Part of a data file

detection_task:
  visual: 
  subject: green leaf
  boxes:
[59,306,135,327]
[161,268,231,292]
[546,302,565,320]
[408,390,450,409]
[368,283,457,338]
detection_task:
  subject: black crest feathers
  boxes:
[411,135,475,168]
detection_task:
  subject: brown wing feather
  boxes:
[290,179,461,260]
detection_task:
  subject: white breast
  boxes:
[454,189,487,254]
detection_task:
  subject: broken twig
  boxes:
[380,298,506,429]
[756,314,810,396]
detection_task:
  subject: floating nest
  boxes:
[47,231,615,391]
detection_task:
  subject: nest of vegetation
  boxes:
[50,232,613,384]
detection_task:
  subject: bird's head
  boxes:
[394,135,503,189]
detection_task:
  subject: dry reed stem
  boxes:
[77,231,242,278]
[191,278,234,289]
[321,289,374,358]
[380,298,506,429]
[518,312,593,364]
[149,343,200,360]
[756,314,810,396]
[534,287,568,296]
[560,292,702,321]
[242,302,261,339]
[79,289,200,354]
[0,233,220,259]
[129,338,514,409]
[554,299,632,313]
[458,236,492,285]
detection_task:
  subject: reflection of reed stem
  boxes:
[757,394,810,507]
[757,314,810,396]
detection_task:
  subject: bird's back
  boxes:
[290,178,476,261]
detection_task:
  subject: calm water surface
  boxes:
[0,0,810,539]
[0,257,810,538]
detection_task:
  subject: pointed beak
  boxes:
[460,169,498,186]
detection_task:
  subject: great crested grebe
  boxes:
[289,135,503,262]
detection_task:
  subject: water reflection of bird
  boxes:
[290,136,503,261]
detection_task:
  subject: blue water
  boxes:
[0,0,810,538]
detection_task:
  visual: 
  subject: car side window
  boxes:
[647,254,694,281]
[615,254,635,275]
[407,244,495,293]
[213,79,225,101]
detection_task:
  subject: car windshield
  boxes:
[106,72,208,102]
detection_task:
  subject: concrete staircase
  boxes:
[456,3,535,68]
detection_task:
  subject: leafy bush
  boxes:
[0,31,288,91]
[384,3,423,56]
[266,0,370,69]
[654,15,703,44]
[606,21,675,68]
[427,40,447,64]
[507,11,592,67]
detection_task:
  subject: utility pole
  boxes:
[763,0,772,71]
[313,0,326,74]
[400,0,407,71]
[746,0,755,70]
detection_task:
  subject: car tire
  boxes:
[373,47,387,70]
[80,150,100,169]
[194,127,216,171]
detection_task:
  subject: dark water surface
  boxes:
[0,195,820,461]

» **What needs to be done**: Rewrite every line of the data above as a numbered list, omitting any blank lines.

» **Problem solution**:
1. detection_task:
2.   visual: 
3.   subject: green leaf
4.   boxes:
5. [59,306,135,327]
6. [161,268,231,292]
7. [546,302,565,320]
8. [408,390,450,409]
9. [368,283,457,338]
10. detection_task:
11.   subject: black crest feathers
12.   boxes:
13. [411,135,475,168]
14. detection_task:
15.   subject: brown wing feather
16.   boxes:
17. [290,179,461,260]
18. detection_task:
19.   subject: white breast
20.   boxes:
21. [454,189,487,254]
22. detection_task:
23.   subject: broken twig
24.   boxes:
25. [380,298,506,429]
26. [756,314,810,396]
27. detection_task:
28.   subject: floating nest
29.   boxes:
30. [47,231,615,391]
31. detection_task:
32.   subject: nest of vegetation
33.   boxes:
34. [50,232,613,384]
35. detection_task:
36.   subject: bird's head
37.   boxes:
38. [394,135,503,189]
39. detection_task:
40.   subject: dry reed stem
41.   boxes:
42. [77,231,242,278]
43. [191,278,234,289]
44. [321,289,374,358]
45. [380,298,506,429]
46. [518,312,593,364]
47. [149,343,200,360]
48. [756,314,810,396]
49. [534,287,568,296]
50. [560,292,702,321]
51. [242,302,261,339]
52. [79,289,200,354]
53. [0,233,220,259]
54. [129,338,514,409]
55. [554,299,632,313]
56. [458,236,492,285]
57. detection_task:
58.   subject: reflection of reed stem
59.   boxes:
60. [757,394,810,507]
61. [757,314,810,396]
62. detection_task:
63.   subject: bird's back
64.   boxes:
65. [290,178,476,261]
66. detection_task:
67.   subject: calm water surface
68.   boxes:
69. [0,0,810,539]
70. [0,257,810,538]
71. detection_task:
72.   subject: pointed beak
73.   boxes:
74. [460,169,498,186]
75. detection_task:
76.   subject: great crested grebe
77.   boxes:
78. [289,135,503,262]
79. detection_task:
80.   subject: water reflection of bird
81.   boxes:
82. [290,136,503,261]
83. detection_task:
84.   subject: blue water
85.   boxes:
86. [0,0,810,538]
87. detection_task:
88.   visual: 
89.   subject: car side window
90.   boxes:
91. [647,254,694,281]
92. [615,254,635,275]
93. [407,244,495,293]
94. [213,79,225,101]
95. detection_task:
96.   subject: car windshield
97.   boxes:
98. [106,72,208,102]
99. detection_task:
100.   subject: concrete staircase
101.   boxes:
102. [456,3,535,68]
103. detection_task:
104.   subject: leafy bush
105.   boxes:
106. [0,31,288,91]
107. [384,3,423,56]
108. [266,0,370,69]
109. [654,15,703,44]
110. [606,21,675,68]
111. [427,40,447,64]
112. [507,11,592,67]
113. detection_task:
114.   subject: utility pole
115.   boxes:
116. [763,0,772,71]
117. [313,0,326,74]
118. [400,0,407,71]
119. [746,0,755,70]
120. detection_task:
121.   subject: car tire
122.   boxes:
123. [373,47,387,70]
124. [80,150,100,169]
125. [194,127,216,171]
126. detection_task:
127.   subject: dark water surface
128.   boxes:
129. [0,195,820,461]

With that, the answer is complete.